◆ THE PROBLEM: Select and copy each line of the records below that contains the word "white".

◆ EXTRACTED RECORDS:
- - -

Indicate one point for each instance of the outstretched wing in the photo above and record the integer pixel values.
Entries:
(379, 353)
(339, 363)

- - -

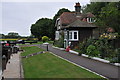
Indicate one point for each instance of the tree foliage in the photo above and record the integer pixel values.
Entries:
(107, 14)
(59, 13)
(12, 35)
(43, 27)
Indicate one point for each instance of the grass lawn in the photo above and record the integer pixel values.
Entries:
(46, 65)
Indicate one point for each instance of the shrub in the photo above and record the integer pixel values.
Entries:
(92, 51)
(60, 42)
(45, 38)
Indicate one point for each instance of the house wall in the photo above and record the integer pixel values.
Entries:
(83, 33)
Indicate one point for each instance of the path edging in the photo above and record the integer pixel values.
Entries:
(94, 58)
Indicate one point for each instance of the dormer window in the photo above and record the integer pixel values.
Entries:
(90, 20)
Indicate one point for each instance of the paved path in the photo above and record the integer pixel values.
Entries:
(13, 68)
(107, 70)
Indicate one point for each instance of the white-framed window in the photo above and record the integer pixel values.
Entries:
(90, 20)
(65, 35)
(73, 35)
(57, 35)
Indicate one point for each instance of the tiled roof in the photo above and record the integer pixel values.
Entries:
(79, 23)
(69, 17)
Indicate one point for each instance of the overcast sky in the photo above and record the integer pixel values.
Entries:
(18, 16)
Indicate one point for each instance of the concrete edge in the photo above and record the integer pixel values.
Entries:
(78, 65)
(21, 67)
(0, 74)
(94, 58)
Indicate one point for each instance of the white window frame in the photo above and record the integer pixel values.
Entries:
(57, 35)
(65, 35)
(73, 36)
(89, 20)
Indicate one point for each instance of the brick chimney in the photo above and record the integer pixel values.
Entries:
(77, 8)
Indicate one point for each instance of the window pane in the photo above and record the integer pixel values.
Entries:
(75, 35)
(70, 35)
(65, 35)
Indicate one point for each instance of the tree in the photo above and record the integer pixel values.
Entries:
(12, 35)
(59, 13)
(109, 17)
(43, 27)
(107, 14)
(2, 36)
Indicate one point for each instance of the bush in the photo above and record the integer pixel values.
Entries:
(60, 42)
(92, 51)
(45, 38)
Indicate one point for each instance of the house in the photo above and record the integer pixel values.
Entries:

- - -

◆ ANSWER:
Indicate one point for each instance of the white-framed window in the photo above and record the integer pixel values.
Indicate one point for each instance of the white window frame in the photo above and record the integer pixel values.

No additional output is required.